*Page extract*.
As the separated sheet(s) is guided into the cutter elements 21 of the shredder mechanism 20 by the rotation of the helical mechanism 56, the hooks 74 are rotated and moved into their fully extended position via movement of the arms 78 around the cam 86, as shown in FIG. 26, to hold the separated stapled set of paper in the tray 14 from the separated sheet(s). As the sheet(s) is pulled downwardly, the hooks 74 support the stapled set of sheets in the tray 14 as the helical structure 62 rotates and advances at least an edge of the separated paper into the cutter elements 21. By pulling the separated paper downwardly therein, the cutter elements 21 apply enough force or pressure to the separated sheet(s), thus separating and ripping the separated sheet(s) from a staple at a corner of the stapled stack due to the non-picked paper of the stapled set of sheets (in the tray 14) being supported by the hooks 74. The hooks 74 prevent the non-picked paper of the stapled set of sheets from being dragged downwardly into the cutters. thus removed from the set. The hooks 74 prevent the staple or the rest of the stapled set from passing with the paper into the cutter elements 21. The interleaving cutter elements 21 together grasp the separated sheet(s) between them and continue the feeding and shredding.
Then, the hooks 74 prepare to rotate backward in an opposite direction about axis F-F towards their retracted position. As the helical mechanism 56 of the paper stack separation and advancement mechanism 32 is being fully rotated (e.g. 360 degrees), and the blade 66 is moved around via the shaft 64, the hooks 74 are pivoted in an opposite direction about axis F-F back to their retraced positions, as the arms 78 continue moving about cam 86. For example, as shown in FIG. 23, the hook 74 on the left side of helical mechanism 56 is rotated about axis F-F in clockwise direction from its fully extended position towards its retracted position, while the hook 74 on the right side of helical mechanism 56 is rotated about axis F-F in counter-clockwise direction into its retracted position. Again, the motion of the hooks 74 back into their retracted position can have momentary mechanical delay for a period of time (e.g., hook 74 on the left side of FIG. 22 is moved into its fully retracted position before hook 74 on the right side is). Then, the blade 66 prepares to move into the stack on the tray 14 as the blade 66 is helical mechanism 56 is rotated towards the throat 24.
In accordance with an embodiment, the lid 18 used with shredder 10 has a pressure plate 28 attached thereto. FIG. 27 shows a perspective view of lid 18 with pressure plate 28 associated with the paper stack separation and advancement mechanism 32 as shown in FIGS. 14-26. Accordingly, the description of features of mechanism 32, staple picking support mechanism 72 and 74, and the like are not repeated here. However, the lid 18 shown in FIG. 27 can be used in a shredder having any of the herein disclosed paper stack separation and advancement mechanisms.

*Exercise task 1*. According to the shredder text, what stops the staple and the rest of the stapled set from passing with the paper into the cutter elements 21?
*Exercise task 2*. Carry on writing the shredder text, starting right after its last sentence.

*Dataset extract*.
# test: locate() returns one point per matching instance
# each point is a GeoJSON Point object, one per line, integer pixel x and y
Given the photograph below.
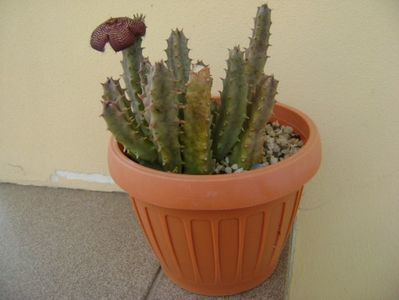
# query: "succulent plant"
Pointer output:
{"type": "Point", "coordinates": [165, 117]}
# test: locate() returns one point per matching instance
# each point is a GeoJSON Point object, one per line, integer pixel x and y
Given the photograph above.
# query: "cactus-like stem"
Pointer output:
{"type": "Point", "coordinates": [146, 73]}
{"type": "Point", "coordinates": [114, 92]}
{"type": "Point", "coordinates": [131, 62]}
{"type": "Point", "coordinates": [178, 61]}
{"type": "Point", "coordinates": [232, 113]}
{"type": "Point", "coordinates": [256, 53]}
{"type": "Point", "coordinates": [128, 133]}
{"type": "Point", "coordinates": [250, 149]}
{"type": "Point", "coordinates": [164, 118]}
{"type": "Point", "coordinates": [197, 122]}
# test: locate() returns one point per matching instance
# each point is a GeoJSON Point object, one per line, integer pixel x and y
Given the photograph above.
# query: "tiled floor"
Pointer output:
{"type": "Point", "coordinates": [73, 244]}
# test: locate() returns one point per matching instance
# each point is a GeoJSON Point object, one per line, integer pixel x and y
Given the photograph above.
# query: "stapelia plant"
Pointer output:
{"type": "Point", "coordinates": [166, 119]}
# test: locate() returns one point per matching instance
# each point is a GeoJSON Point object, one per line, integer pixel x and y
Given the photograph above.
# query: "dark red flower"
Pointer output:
{"type": "Point", "coordinates": [120, 32]}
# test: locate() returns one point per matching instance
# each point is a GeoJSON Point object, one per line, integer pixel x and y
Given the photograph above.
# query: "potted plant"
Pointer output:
{"type": "Point", "coordinates": [214, 233]}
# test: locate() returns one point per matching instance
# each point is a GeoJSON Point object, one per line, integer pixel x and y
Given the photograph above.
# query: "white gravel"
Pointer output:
{"type": "Point", "coordinates": [281, 143]}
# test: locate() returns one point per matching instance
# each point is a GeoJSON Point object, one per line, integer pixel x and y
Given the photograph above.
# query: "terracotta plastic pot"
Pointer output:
{"type": "Point", "coordinates": [220, 234]}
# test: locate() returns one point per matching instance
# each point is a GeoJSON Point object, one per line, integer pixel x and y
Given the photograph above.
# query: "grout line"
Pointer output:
{"type": "Point", "coordinates": [290, 262]}
{"type": "Point", "coordinates": [153, 284]}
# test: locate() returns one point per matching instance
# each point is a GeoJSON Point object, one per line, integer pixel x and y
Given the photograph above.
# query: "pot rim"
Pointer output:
{"type": "Point", "coordinates": [311, 150]}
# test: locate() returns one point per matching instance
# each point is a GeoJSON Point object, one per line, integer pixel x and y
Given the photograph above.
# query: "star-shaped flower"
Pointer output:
{"type": "Point", "coordinates": [120, 32]}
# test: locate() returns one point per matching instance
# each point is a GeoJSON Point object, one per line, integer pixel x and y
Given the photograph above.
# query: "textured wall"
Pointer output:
{"type": "Point", "coordinates": [336, 60]}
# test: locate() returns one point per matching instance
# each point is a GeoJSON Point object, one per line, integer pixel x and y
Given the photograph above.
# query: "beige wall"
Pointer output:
{"type": "Point", "coordinates": [336, 60]}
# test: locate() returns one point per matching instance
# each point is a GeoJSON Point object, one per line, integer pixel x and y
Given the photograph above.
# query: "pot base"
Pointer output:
{"type": "Point", "coordinates": [227, 290]}
{"type": "Point", "coordinates": [218, 253]}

*Written response 1*. The hooks 74.

*Written response 2*.
Referring back to FIG. 27, in accordance with an embodiment, a pressure plate 28 is mounted within housing 20 for movement relative to the stack 22 of paper sheets in or on the tray 14. Pressure plate 28 is configured to apply pressure to at least a top sheet of the stack 22. Pressure plate 28 can be mounted to lid 18 via resilient devices 26, such as springs. Pressure plate 28 can assist by assuring that a thickness of the sheets or a number of articles picked up by the paper stack separation and advancement mechanism is substantially accurate. When the lid 18 is in the open position, the pressure plate 28 moves with the lid 18 and is automatically positioned under and adjacent to the lid 18, so it is convenient for the user to put the paper on the stack 22 into the tray 14. When the lid 18 is in the closed position, the pressure plate 28 can touch or engage paper of the stack 22, for example, and apply downward force to the stack 22 to secure any loose pages and keep the stack together.
The separation and advancement mechanisms for “automatically” feeding one or more sheets as described in the herein disclosed embodiments for use in a shredder 10 ideally allow a user to drop off a stack of paper sheets or documents without having the need to manually feed individual or a present quantity of sheets into the shredder 10. For example, a user would add a stack of documents to the tray 14 and be able to walk away. The shredder 10 may then either automatically engage in shredding the documents in the tray 14 (e.g., upon closure of the lid 18, activation of a switch, or via sensors), or set a preset timer so as to delay the time the shredder 10 is activated for the shredding process to begin. A user may also activate the shredding process by pushing a button.
One advantage of the described separation and advancement mechanisms in shredder 10 is the decreased amount of time a user must spend shredding documents, thus efficiency of operations can be improved. For example, the productivity of a user would be improved since the user is able to perform other tasks while the shredder 10 is activated. Another advantage is that the shredder 10 is designed to handle paper or documents of different sizes, textures, shapes, and thicknesses, including letter, legal, and A4 size paper, as well as envelopes and stapled sheets, for example. The documents may also be in any order.
Uncertainty with regard to other feed systems is also reduced and/or eliminated. For example, in known systems, an amount of paper sheets being fed is uncertain, so it is easier to overload the cutter elements and cause problems such as paper jams. With the herein disclosed devices, such problems are reduced; before the paper is fed, the paper stack separation and advancement mechanism rotationally inserts itself into the stack so that a smaller part of paper is separated from the other part of the stack. This separated part of paper is fed into the shredding mechanism. It also lets paper advance freely into the cutter elements. Any overload problem with regards to an amount of fed paper sheets is reduced and/or resolved.
Optionally, the shredder 10 may be utilized in a system having a centrally located shredder unit for a multitude of users. For example, the shredder 10 allows for each individual to save what they need to shred at a later time in their own individual tray. An individual can fill his or her own tray until shredding is needed. Each individual may then insert the tray into the shredder 1. In an embodiment, each individual tray may comprise a locking mechanism, such that documents may be secured within the tray, as well as to the work area of the individual, for additional security of the documents to be shredded.
The shredder 10 may also be utilized in a system wherein users use a mobile cart device to pick up items to be shred, for example. The cart device may be used to pick up individual trays or allow users to securely add documents that need to be shredded to a locked tray. Thus, other users or services may be used to shred documents without having access to such documents.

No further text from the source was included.